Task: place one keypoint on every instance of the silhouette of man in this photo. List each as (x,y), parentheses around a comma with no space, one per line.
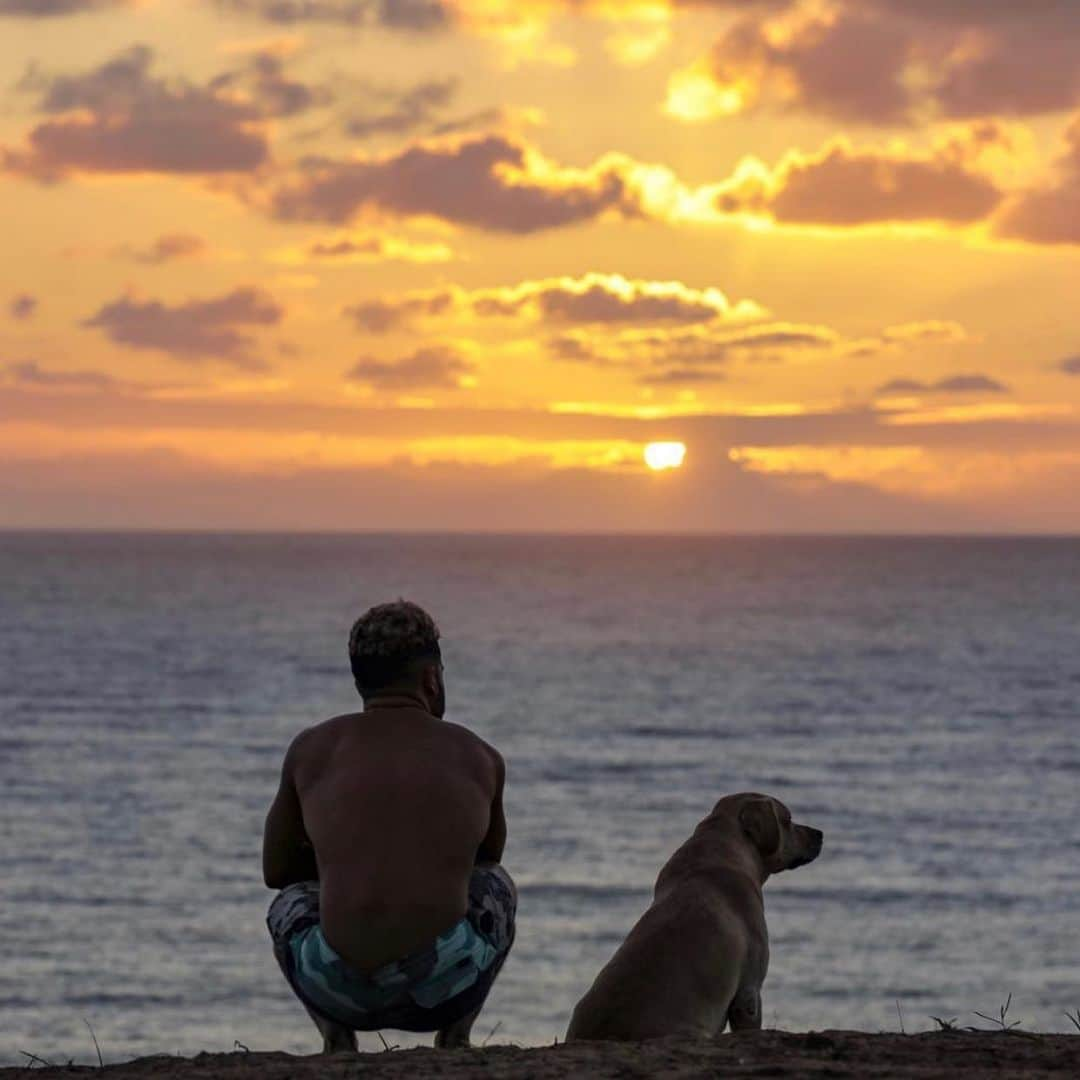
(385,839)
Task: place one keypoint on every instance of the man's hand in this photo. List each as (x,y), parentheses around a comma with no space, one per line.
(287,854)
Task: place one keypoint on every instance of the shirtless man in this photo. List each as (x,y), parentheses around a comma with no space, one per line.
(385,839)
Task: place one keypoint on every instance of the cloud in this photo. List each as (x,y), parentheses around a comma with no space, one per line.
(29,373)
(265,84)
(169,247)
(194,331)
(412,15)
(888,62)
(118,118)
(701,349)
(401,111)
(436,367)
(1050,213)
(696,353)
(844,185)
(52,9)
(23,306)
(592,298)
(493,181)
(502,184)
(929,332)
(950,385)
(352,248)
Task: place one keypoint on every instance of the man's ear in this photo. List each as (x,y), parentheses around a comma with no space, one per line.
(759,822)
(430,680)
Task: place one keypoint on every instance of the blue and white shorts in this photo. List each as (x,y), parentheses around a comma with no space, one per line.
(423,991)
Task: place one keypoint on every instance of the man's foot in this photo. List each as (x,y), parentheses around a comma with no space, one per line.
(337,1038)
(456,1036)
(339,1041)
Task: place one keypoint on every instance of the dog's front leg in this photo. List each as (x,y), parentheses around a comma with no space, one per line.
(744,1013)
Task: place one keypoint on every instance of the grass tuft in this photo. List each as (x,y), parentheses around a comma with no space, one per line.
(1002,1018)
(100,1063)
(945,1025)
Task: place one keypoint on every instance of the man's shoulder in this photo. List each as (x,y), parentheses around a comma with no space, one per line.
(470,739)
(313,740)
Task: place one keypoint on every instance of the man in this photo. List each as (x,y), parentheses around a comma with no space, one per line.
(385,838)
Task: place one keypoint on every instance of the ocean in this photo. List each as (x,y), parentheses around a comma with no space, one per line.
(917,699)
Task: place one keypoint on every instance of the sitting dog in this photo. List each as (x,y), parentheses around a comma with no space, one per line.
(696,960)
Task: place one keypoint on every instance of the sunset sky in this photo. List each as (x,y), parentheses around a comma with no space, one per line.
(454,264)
====
[Task requirements] Once the pictures are set aside, give the rest of the listing again exactly.

[Your response]
Task: place one keypoint on every instance of the silhouette of man in this photo. List each as (x,y), parentheses around a comma with no space, one per line.
(385,839)
Task: place one keypoint on every instance of the man's hand in this photo. List each as (x,y), parentheses around a comma with no space, one per line.
(287,854)
Task: place one keypoint on every instance of the shirtless man in this photo. List each as (x,y), parentheses around a comma with no space, one per line.
(385,839)
Task: place one keypoint on every instance of the cloud in this photo. List each as (x,y), parentheses around a comma with no space, one per line.
(29,373)
(265,84)
(169,247)
(194,331)
(412,15)
(888,62)
(118,118)
(701,349)
(401,111)
(436,367)
(1050,213)
(696,353)
(844,185)
(52,9)
(23,306)
(592,298)
(493,181)
(502,184)
(929,332)
(950,385)
(352,248)
Task: place one keypoint on every instance of the man's ear in this photo. List each as (x,y), parentheses around a comma with no space, one per line.
(759,822)
(430,680)
Task: place one keypoint on every instance of the blue and white shorts in this photo. List each as (x,y), parentheses around a comma with no space, one per line.
(423,991)
Task: place one keypoint on every instance of the man's foot in this photo. List each as (x,y), parentheses around a comma with no space, one per line.
(337,1038)
(456,1036)
(339,1041)
Task: place one keypoint on every instance of the dog's front leg in this photo. List each as (x,y), parentheses around a comma with no space, one per line.
(744,1013)
Task: place one keypoint on every instance of the grass tuft in this photo. List each as (x,y), parentheses around a comma with no space, one per line.
(1002,1018)
(100,1063)
(945,1025)
Task: place one keypoint on every instance of the man's shoulder in this photo. List each as (x,y), parentheses around a comma with no space, one per line.
(470,739)
(313,740)
Task: place one keypoint on every instance of the man in this photo. List each as (x,y), parentheses around a comma with no space, one per line.
(385,838)
Task: place one keypoint on every instance of the ocean in this photo. List each as (x,y), parentheses around a comma with no space, one per line.
(917,699)
Task: place one keypoint on every instance of the sitting dog in this photo. List each as (x,y), parentheses around a comma with no space, one per line.
(696,960)
Task: place one keypoint on every instance of the sunset sky in this photo. List each as (x,y), parentheses around a comma with no space, one per line.
(454,264)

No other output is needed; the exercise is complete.